Reproduce the passage on replication fork progression below in full, with no changes.

- TEXT FOR ANALYSIS -
[Start of section]
Slow fork progression and shorter interorigin distance in TUBG1-sgRNA-U2OS-TUBG^{A429-A432-A435} cells

To examine the consequences of an impaired recruitment of PCNA on DNA elongation and on firing of dormant origins, we induced replication fork stalling by treating cells with aphidicolin, a DNA polymerase inhibitor that causes the firing of dormant origins of replication (Fig. 9a), and analyzed fork progression and dormant domain activation with a DNA-fiber assay (Fig. 9). This method entails the cellular labeling of nascent DNA, followed by the spreading of DNA fibers on microscope slides in U2OS, TUBG1-sgRNA-U2OS-TUBG1, and TUBG1-sgRNA-U2OS-TUBG1^{A429-A432-A435} cells⁵² (Fig. 9b). Analysis of the length of stained tracks showed a decreased replication fork progression in TUBG1-sgRNA-U2OS-TUBG1^{A429-A432-A435} cells compared to U2OS or TUBG1-sgRNA-U2OS-TUBG1 cells, tracks of which were 21 and 25% longer, respectively (Fig. 9c). We found that the average interorigin distance in U2OS and TUBG1-sgRNA-U2OS-TUBG1 cells was 41.0 and 43.2 kb, respectively, which was significantly larger than the 32.5 kb observed in TUBG1-sgRNA-U2OS-TUBG1^{A429-A432-A435} cells (Fig. 9c). Both the decreased interorigin distance (Fig. 9c), indicative of the initiation rate, and the increased number of asymmetric forks (Fig. 9d), a hallmark of stalled forks, found in cells expressing the PIP mutant reflect the reduced ability of the mutant to load PCNA onto origins of replication. A reduced loading of PCNA to fired dormant origins slow fork progression, and cells fire additional dormant replication origins to rescue replication, collectively causing a reduced interorigin distance. Altogether, the data show that the interaction between PCNA and γ-tubulin is required for replication fork progression.
[End of section]
- STORED DATA -
[Start of section]
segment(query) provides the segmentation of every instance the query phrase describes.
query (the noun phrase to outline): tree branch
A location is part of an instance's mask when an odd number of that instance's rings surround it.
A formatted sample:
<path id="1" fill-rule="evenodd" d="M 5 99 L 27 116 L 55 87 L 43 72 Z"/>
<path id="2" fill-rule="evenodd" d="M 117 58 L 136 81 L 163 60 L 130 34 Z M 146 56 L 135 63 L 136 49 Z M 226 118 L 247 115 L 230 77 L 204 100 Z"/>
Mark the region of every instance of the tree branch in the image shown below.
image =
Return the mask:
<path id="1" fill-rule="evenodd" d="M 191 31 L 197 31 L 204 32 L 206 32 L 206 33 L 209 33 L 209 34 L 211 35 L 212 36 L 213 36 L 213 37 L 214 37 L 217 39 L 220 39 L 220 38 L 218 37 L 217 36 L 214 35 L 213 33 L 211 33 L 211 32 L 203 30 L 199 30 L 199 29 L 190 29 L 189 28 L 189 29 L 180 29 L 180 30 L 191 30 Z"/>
[End of section]
- COMPLETED EXERCISE -
Slow fork progression and shorter interorigin distance in TUBG1-sgRNA-U2OS-TUBG^{A429-A432-A435} cells

To examine the consequences of an impaired recruitment of PCNA on DNA elongation and on firing of dormant origins, we induced replication fork stalling by treating cells with aphidicolin, a DNA polymerase inhibitor that causes the firing of dormant origins of replication (Fig. 9a), and analyzed fork progression and dormant domain activation with a DNA-fiber assay (Fig. 9). This method entails the cellular labeling of nascent DNA, followed by the spreading of DNA fibers on microscope slides in U2OS, TUBG1-sgRNA-U2OS-TUBG1, and TUBG1-sgRNA-U2OS-TUBG1^{A429-A432-A435} cells⁵² (Fig. 9b). Analysis of the length of stained tracks showed a decreased replication fork progression in TUBG1-sgRNA-U2OS-TUBG1^{A429-A432-A435} cells compared to U2OS or TUBG1-sgRNA-U2OS-TUBG1 cells, tracks of which were 21 and 25% longer, respectively (Fig. 9c). We found that the average interorigin distance in U2OS and TUBG1-sgRNA-U2OS-TUBG1 cells was 41.0 and 43.2 kb, respectively, which was significantly larger than the 32.5 kb observed in TUBG1-sgRNA-U2OS-TUBG1^{A429-A432-A435} cells (Fig. 9c). Both the decreased interorigin distance (Fig. 9c), indicative of the initiation rate, and the increased number of asymmetric forks (Fig. 9d), a hallmark of stalled forks, found in cells expressing the PIP mutant reflect the reduced ability of the mutant to load PCNA onto origins of replication. A reduced loading of PCNA to fired dormant origins slow fork progression, and cells fire additional dormant replication origins to rescue replication, collectively causing a reduced interorigin distance. Altogether, the data show that the interaction between PCNA and γ-tubulin is required for replication fork progression.